(Named object pointing entries)
============================================================
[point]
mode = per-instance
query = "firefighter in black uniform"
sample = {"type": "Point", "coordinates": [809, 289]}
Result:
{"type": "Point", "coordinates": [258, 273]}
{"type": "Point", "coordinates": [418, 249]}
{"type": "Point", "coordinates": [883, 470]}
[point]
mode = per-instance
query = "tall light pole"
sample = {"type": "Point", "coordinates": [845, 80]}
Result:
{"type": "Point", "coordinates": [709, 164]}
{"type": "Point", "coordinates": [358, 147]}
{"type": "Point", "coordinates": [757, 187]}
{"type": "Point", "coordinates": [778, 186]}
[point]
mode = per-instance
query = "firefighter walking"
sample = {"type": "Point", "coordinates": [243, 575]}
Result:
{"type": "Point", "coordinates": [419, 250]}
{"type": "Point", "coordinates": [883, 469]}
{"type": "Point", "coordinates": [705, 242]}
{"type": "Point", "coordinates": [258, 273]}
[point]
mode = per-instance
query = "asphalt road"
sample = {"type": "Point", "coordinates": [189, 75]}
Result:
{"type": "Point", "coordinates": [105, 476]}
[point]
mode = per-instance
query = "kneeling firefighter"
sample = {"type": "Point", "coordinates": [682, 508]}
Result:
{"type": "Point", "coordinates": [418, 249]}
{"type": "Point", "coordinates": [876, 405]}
============================================================
# TASK INSTRUCTIONS
Please locate every line in the rows above that contains the word "query" and copy each one out. Case counts.

# WRITTEN ANSWER
query = "firefighter in black uniform"
query = "tall light pole"
query = "firefighter walking"
query = "asphalt road"
query = "kneeling firefighter"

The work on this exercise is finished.